+++ DATASET RECORDS
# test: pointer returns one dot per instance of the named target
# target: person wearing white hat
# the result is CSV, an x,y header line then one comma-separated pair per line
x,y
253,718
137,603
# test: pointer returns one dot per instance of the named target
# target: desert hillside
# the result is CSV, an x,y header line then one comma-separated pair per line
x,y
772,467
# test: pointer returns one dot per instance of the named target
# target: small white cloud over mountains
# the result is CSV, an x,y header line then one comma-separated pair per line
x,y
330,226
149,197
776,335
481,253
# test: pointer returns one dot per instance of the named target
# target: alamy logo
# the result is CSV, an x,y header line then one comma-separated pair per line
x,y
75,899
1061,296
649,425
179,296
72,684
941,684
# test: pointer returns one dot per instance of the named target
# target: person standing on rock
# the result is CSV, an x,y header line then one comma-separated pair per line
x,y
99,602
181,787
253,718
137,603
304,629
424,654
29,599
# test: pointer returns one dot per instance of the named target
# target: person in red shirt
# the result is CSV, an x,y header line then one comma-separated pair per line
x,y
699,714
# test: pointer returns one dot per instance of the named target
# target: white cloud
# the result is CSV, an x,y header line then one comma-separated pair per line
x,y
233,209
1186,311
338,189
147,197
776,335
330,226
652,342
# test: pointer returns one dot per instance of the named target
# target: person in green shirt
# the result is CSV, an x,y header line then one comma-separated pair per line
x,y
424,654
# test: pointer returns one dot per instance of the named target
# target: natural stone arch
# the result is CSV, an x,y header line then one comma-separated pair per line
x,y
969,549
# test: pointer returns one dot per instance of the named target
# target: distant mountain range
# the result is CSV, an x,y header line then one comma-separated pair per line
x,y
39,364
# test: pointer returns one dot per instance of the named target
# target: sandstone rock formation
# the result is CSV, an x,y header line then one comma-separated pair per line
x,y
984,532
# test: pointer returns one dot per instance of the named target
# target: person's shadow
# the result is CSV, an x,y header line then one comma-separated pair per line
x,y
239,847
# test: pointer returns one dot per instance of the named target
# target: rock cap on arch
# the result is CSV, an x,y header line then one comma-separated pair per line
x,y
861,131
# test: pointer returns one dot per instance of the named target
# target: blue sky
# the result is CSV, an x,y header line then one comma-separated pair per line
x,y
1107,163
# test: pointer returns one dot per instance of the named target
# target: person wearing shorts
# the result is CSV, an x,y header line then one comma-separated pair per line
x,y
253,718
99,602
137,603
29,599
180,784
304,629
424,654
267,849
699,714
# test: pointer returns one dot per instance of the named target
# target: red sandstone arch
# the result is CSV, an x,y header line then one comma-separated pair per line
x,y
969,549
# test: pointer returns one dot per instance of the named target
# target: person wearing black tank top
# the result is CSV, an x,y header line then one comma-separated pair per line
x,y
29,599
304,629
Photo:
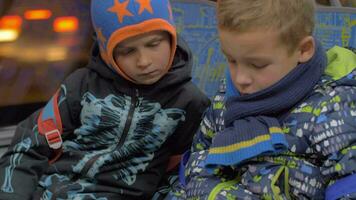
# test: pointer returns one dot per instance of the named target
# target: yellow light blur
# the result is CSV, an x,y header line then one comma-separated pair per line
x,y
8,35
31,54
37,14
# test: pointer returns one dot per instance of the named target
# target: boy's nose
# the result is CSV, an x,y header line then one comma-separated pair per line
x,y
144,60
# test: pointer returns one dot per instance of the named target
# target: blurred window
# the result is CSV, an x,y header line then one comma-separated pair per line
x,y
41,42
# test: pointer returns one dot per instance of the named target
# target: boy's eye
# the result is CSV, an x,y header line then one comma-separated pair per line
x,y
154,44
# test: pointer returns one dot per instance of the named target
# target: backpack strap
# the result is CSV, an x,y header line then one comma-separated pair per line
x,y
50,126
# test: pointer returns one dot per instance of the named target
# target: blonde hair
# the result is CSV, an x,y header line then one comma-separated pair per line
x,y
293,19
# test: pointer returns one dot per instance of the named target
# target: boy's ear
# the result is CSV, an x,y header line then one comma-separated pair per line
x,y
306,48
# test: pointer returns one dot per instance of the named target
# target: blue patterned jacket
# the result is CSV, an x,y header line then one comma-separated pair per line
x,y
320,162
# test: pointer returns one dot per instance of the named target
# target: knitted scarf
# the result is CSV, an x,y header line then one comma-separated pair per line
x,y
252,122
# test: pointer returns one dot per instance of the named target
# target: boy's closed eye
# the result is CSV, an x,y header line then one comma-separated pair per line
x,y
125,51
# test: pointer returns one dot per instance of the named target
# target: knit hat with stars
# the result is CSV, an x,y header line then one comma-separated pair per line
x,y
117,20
++++++
+++ DATASET RECORDS
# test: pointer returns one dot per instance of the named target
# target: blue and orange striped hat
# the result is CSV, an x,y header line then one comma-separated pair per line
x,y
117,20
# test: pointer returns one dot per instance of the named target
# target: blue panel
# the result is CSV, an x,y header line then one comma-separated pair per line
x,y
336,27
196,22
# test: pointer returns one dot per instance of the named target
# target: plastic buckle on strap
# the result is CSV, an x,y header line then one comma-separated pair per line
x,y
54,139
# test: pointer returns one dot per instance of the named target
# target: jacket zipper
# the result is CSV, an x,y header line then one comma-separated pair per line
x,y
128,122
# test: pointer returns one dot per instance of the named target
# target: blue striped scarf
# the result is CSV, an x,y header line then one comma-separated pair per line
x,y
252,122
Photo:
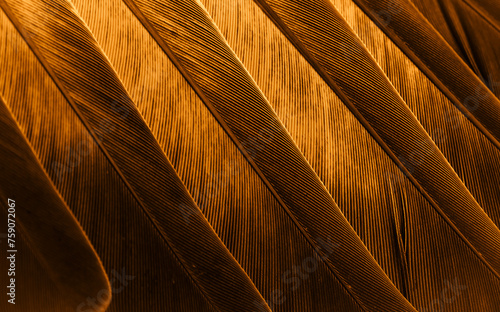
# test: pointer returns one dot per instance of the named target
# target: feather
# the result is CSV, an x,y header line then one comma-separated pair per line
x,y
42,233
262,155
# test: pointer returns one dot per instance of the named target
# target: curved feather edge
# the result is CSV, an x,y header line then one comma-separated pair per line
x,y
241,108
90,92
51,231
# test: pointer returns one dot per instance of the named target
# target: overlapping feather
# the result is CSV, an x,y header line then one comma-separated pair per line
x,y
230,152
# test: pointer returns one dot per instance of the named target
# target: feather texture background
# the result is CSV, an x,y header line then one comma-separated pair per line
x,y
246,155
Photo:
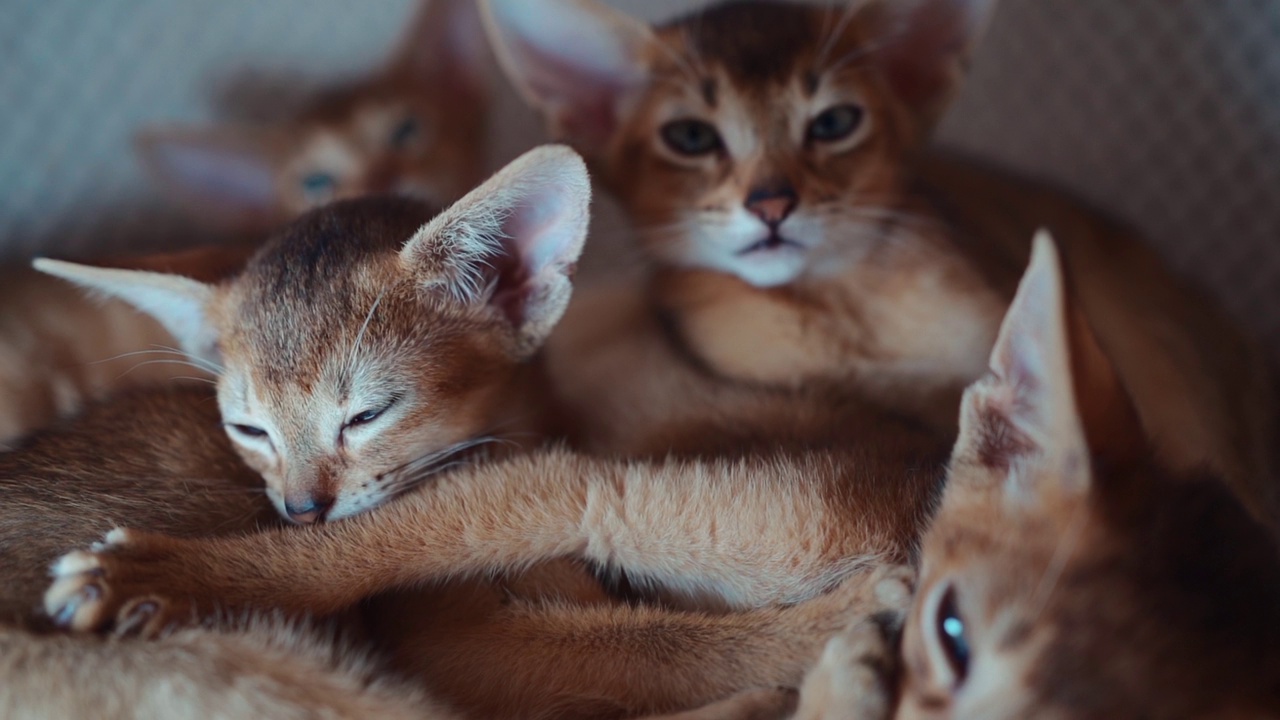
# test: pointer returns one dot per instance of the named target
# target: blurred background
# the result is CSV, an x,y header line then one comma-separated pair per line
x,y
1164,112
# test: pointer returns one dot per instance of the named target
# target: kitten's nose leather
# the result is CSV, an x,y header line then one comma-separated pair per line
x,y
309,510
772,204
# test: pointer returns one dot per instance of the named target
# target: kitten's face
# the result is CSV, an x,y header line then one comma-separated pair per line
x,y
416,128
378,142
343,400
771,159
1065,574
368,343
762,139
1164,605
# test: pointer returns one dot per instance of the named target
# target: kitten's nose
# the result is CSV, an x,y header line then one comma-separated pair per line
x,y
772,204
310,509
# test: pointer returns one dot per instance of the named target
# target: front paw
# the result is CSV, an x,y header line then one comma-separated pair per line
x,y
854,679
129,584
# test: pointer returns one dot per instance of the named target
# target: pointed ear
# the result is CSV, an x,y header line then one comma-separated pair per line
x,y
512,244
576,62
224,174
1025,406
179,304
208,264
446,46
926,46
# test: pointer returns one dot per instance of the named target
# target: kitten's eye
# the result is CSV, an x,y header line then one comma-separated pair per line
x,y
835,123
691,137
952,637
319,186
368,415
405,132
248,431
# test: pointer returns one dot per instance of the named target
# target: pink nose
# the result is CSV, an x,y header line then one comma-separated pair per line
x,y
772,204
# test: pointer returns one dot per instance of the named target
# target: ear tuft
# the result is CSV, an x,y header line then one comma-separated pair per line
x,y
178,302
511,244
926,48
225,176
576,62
++++++
◆ TASK DESCRIPTION ◆
Count the lines in the entries above that contain the word "background", and reply with that number alone.

◆ WORKED ANSWER ◆
2